**QUOTED PASSAGE**
If your goal is to find at least 70% of the responsive documents (70% recall), you’ll need to review at least 25% of the documents ranked most highly by algorithm 1.  Keep in mind that only 15% of the whole document set is responsive in our example (i.e. 15% prevalence), so aiming to find 70% of the responsive documents by reviewing 25% of the document set means reviewing 10.5% of the document set that is responsive (70% of 15%) and 14.5% of the document set that is not responsive, which is consistent with our precision-recall graph showing 42% precision at 70% recall (10.5/25 = 0.42) for algorithm 1.  If you had the misfortune of using algorithm 3, you would need to review 50% of the entire document set just to find 70% of the responsive documents.  To achieve 70% recall you would need to review twice as many documents with algorithm 3 compared to algorithm 1 because the precision of algorithm 3 at 70% recall is half the precision of algorithm 1.

Notice how the graph slopes upward more and more rapidly as you aim for higher recall because it becomes harder and harder to find a relevant document as more and more of the low hanging fruit gets picked.  So, what recall should you aim for in an actual case?  This is where you need to discuss the issue of proportionality with the court.  Each additional responsive document is, on average, more expensive than the last one, so a balance must be struck between cost and the desire to find “everything.”  The appropriate balance will depend on the matter being litigated.

**GIVEN RECORDS**
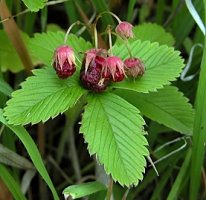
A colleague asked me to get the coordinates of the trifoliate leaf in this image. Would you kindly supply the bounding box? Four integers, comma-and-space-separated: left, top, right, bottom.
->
4, 67, 86, 125
112, 40, 184, 93
22, 0, 48, 12
133, 23, 175, 46
80, 93, 149, 186
115, 86, 194, 135
29, 32, 92, 65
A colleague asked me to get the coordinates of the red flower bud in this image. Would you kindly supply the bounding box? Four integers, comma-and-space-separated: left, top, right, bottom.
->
80, 49, 110, 92
124, 58, 145, 78
115, 22, 134, 39
104, 56, 125, 82
53, 46, 76, 79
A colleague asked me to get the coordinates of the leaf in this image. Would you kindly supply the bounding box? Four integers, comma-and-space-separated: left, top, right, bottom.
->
112, 40, 184, 93
29, 32, 92, 65
0, 164, 26, 200
115, 86, 194, 135
0, 144, 33, 169
4, 67, 86, 125
63, 181, 107, 199
0, 109, 59, 200
80, 93, 149, 186
0, 78, 13, 96
0, 30, 37, 73
133, 23, 175, 46
22, 0, 48, 12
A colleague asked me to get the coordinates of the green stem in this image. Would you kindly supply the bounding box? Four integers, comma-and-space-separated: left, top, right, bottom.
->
64, 21, 82, 44
190, 1, 206, 200
106, 177, 113, 200
108, 26, 113, 56
66, 96, 86, 181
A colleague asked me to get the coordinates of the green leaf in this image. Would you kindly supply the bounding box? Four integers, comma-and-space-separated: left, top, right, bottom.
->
0, 109, 59, 200
133, 23, 175, 46
80, 93, 149, 186
63, 181, 107, 199
0, 78, 13, 96
29, 32, 92, 65
0, 164, 26, 200
22, 0, 48, 12
0, 30, 37, 73
115, 86, 194, 134
5, 67, 86, 125
112, 40, 184, 93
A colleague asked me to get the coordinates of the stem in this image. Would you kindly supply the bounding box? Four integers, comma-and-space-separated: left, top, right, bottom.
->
66, 96, 86, 181
108, 26, 113, 56
64, 21, 82, 44
189, 1, 206, 200
122, 188, 130, 200
37, 123, 45, 157
69, 123, 82, 181
94, 22, 98, 49
0, 0, 33, 73
98, 11, 122, 23
106, 177, 113, 200
112, 32, 133, 58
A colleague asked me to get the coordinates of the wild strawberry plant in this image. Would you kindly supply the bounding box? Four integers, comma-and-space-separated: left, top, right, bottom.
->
1, 5, 194, 198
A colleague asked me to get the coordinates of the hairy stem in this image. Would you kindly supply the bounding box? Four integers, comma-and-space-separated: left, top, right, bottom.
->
106, 177, 113, 200
189, 1, 206, 200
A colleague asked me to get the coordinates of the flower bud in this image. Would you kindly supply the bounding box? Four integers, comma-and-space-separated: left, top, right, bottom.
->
124, 58, 145, 78
115, 22, 134, 39
53, 46, 76, 79
104, 56, 125, 82
80, 49, 110, 92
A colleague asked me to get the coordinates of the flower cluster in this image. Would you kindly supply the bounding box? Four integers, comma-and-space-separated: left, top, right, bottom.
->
53, 18, 144, 92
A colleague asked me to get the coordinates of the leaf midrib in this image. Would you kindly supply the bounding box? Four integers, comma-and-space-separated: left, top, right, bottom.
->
99, 95, 134, 183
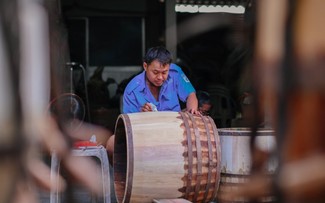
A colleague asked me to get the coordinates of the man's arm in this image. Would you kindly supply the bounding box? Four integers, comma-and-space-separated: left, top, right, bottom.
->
186, 92, 200, 115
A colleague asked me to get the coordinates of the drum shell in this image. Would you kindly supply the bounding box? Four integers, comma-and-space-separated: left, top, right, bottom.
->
113, 112, 221, 203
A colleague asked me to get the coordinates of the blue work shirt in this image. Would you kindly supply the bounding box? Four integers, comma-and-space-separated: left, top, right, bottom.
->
123, 63, 195, 113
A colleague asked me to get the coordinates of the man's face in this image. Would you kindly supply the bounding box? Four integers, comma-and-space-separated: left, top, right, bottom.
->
143, 60, 170, 87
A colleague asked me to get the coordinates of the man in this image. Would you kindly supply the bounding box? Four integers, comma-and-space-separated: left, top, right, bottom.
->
196, 90, 212, 116
123, 47, 199, 114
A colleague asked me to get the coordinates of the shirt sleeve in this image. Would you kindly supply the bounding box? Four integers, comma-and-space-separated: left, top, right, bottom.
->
176, 67, 195, 102
122, 92, 139, 113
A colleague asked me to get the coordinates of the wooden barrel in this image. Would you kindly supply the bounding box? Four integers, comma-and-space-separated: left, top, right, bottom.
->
218, 128, 277, 203
113, 112, 221, 203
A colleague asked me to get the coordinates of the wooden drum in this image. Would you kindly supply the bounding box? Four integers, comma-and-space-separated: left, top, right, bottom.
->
218, 128, 277, 203
113, 112, 221, 203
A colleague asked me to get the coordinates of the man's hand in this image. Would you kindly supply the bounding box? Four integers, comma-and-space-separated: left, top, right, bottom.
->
141, 102, 153, 112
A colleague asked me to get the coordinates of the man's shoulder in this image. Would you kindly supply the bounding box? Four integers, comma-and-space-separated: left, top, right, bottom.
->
169, 63, 183, 73
125, 73, 144, 94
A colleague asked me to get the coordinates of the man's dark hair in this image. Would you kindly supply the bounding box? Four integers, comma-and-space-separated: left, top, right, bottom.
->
143, 46, 172, 65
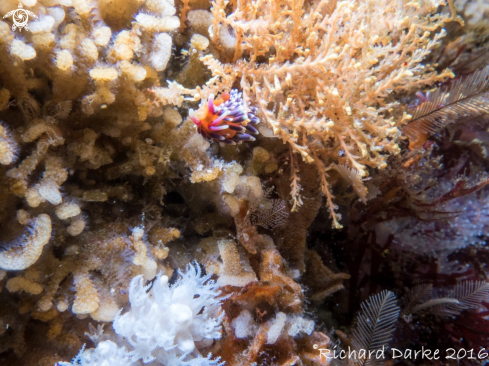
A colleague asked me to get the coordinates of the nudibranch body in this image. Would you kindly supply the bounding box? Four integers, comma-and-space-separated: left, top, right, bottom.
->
190, 89, 260, 145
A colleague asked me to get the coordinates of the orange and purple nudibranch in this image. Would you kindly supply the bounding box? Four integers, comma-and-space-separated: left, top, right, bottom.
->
190, 89, 260, 145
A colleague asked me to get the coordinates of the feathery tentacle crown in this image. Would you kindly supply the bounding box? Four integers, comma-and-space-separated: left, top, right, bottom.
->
190, 89, 260, 145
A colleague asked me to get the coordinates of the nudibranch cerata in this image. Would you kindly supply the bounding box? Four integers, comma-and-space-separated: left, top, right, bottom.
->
190, 89, 260, 145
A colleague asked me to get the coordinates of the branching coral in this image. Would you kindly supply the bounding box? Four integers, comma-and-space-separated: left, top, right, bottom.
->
203, 0, 462, 228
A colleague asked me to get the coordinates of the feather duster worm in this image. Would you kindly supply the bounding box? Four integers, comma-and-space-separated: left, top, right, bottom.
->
190, 89, 260, 145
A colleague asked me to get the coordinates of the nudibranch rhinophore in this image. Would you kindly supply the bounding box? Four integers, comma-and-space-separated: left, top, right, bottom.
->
190, 89, 260, 145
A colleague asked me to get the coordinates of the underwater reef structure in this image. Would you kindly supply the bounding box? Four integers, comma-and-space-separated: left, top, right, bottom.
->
0, 0, 489, 366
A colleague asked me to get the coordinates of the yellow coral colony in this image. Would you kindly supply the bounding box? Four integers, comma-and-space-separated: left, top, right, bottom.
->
202, 0, 453, 228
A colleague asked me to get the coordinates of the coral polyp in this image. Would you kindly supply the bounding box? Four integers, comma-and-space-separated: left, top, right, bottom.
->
190, 89, 260, 145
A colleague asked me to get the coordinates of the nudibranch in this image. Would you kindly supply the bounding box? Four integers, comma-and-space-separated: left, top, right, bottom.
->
190, 89, 260, 145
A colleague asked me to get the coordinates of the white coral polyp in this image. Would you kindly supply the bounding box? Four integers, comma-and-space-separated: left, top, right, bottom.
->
70, 341, 133, 366
114, 266, 221, 365
59, 265, 223, 366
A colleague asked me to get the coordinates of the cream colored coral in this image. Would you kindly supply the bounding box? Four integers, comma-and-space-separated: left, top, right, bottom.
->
149, 33, 172, 71
0, 214, 51, 271
190, 34, 209, 51
0, 123, 17, 165
56, 50, 73, 71
6, 276, 43, 295
10, 39, 37, 61
135, 13, 180, 32
131, 227, 157, 280
66, 217, 86, 236
90, 67, 119, 81
71, 273, 100, 314
56, 203, 81, 220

**EXERCISE 1**
In the passage on recall in document review, what percentage of the whole document set is responsive in the example?
**EXERCISE 2**
Resume the passage on recall in document review, picking up after its last sentence.

**REPLY 1**
15%.

**REPLY 2**
We’ve seen that recall is important to demonstrate to the court that you’ve found a substantial percentage of the responsive documents, and we’ve seen that precision determines the number of documents that must be reviewed (hence, the cost) to achieve a desired recall.  People often quote another metric, the F1 score (also known as the F-measure or F-score), which is the harmonic mean of the recall and the precision:

$F_1 = \frac{1}{\frac{1}{2}(\frac{1}{\text{recall}}+\frac{1}{\text{precision}})} = \frac{2 \times \text{precision} \times \text{recall}}{\text{precision} + \text{recall}}$

The F1 score lies between the value of the recall and the value of the precision, and tends to lie closer to the smaller of the two, so high values for the F1 score are only possible if both the precision and recall are large.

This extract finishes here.